Im gleichen Jahr kam Windows 95 auf den Markt. Von Internet keine Spur: Bill Gates wollte sein neues Microsoft Network (MSN) als weiteren hausgemachten Onlinedienst auf den Markt drücken. Das floppte fürchterlich, und so konnte sich Netscape ungestört auch auf Windows-Systemen verbreiten. Erst als sich Microsoft ein Jahr später mit dem Internet Explorer ein riesiges Stück vom Internetkuchen holen wollte und deshalb einen langen und aggressiven Browserkrieg anzettelte, wurde der Gates-Browser zum Standard auf Windows-PCs. Richtig in das System integriert wurde das Internet erst mit der zweiten Ausgabe von Windows 98.
☆ ☆ ☆
ÜBUNGSAUFGABE -
Fasse bitte den Absatz des Quellenauszugs, der mit „Im gleichen Jahr kam Windows 95“ beginnt, als Stichpunktliste zusammen. Die wichtigsten Fakten müssen erhalten bleiben. Die Auflistung ist eigenständiges Material und gehört nicht zum Quellenauszug.

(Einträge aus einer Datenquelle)
☆ ☆ ☆
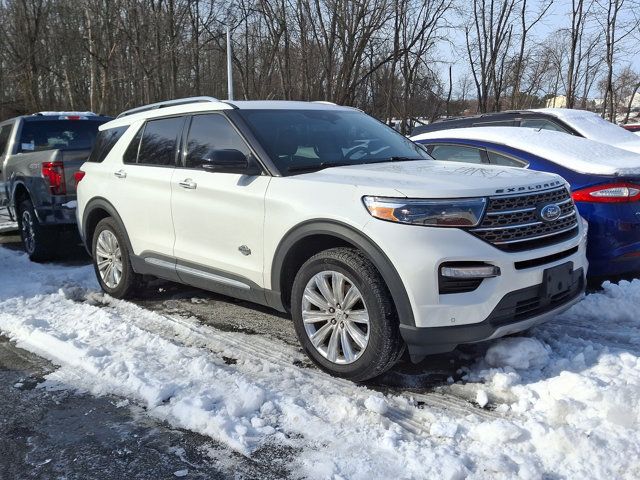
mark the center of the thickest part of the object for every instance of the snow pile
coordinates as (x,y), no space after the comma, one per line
(564,402)
(575,153)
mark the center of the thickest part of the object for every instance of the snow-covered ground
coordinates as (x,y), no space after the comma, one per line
(562,402)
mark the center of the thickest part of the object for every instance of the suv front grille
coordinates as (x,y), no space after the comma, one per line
(513,223)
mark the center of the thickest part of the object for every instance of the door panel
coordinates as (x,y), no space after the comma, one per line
(218,217)
(142,198)
(141,186)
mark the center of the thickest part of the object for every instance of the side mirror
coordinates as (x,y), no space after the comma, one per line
(230,161)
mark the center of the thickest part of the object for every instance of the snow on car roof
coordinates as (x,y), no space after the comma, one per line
(215,104)
(576,153)
(593,126)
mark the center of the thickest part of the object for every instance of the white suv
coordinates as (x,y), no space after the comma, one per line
(324,212)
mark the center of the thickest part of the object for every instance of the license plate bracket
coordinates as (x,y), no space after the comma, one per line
(556,280)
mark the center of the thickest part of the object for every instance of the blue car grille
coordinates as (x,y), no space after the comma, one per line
(513,223)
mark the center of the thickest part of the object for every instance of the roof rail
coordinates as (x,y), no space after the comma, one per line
(63,113)
(167,103)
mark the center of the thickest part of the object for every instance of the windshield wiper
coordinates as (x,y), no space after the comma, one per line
(395,159)
(316,167)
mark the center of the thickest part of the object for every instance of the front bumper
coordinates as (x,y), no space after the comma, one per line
(417,252)
(516,312)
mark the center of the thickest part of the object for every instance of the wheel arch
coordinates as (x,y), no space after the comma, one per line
(98,209)
(305,240)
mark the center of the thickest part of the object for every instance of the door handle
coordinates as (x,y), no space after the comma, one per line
(188,184)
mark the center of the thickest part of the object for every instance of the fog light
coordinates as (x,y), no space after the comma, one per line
(480,271)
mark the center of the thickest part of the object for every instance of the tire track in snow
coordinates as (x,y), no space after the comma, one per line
(257,348)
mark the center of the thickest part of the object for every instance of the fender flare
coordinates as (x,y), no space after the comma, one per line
(103,204)
(359,240)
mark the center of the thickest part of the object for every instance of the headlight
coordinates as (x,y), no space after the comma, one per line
(434,213)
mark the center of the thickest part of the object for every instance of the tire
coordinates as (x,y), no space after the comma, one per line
(39,242)
(111,260)
(376,346)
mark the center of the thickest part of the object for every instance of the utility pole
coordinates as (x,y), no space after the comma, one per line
(229,65)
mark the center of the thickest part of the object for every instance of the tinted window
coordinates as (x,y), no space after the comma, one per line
(158,146)
(39,135)
(498,159)
(105,141)
(457,153)
(208,133)
(299,141)
(131,153)
(5,134)
(541,123)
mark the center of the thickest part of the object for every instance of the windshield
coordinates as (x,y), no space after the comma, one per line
(300,141)
(39,135)
(594,127)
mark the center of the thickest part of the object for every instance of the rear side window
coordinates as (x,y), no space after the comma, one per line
(208,133)
(5,134)
(105,141)
(159,141)
(39,135)
(457,153)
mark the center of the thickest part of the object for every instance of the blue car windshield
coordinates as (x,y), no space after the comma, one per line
(300,141)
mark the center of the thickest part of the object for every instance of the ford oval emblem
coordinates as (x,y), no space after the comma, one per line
(550,213)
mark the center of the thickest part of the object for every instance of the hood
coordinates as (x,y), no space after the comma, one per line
(435,179)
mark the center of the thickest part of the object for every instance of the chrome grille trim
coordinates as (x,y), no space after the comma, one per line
(531,209)
(536,238)
(522,225)
(512,222)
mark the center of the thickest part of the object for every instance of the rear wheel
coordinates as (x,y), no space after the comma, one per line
(344,316)
(111,260)
(39,241)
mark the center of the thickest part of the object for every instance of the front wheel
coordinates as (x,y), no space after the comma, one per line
(111,260)
(344,315)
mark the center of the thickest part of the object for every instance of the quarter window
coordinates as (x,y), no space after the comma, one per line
(105,141)
(5,134)
(208,133)
(457,153)
(159,141)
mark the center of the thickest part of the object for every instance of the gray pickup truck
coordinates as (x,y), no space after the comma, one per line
(39,155)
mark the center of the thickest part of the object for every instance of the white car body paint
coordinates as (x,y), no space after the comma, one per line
(208,225)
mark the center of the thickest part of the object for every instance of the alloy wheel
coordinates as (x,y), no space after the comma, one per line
(335,317)
(109,258)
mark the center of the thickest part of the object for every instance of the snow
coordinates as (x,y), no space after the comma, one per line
(591,125)
(560,402)
(575,153)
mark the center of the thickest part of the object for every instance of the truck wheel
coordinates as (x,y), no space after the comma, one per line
(39,242)
(111,260)
(344,315)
☆ ☆ ☆
LÖSUNG UNTEN -
- Im gleichen Jahr erschien Windows 95, ohne jede Spur von Internet.
- Bill Gates wollte stattdessen das Microsoft Network (MSN) als hauseigenen Onlinedienst durchsetzen, was fürchterlich floppte.
- Dadurch konnte sich Netscape ungestört auch auf Windows-Systemen verbreiten.
- Ein Jahr später zettelte Microsoft mit dem Internet Explorer einen langen, aggressiven Browserkrieg an, um sich ein großes Stück vom Internetkuchen zu holen. Dadurch wurde der Gates-Browser Standard auf Windows-PCs.
- Richtig ins System integriert wurde das Internet erst mit der zweiten Ausgabe von Windows 98.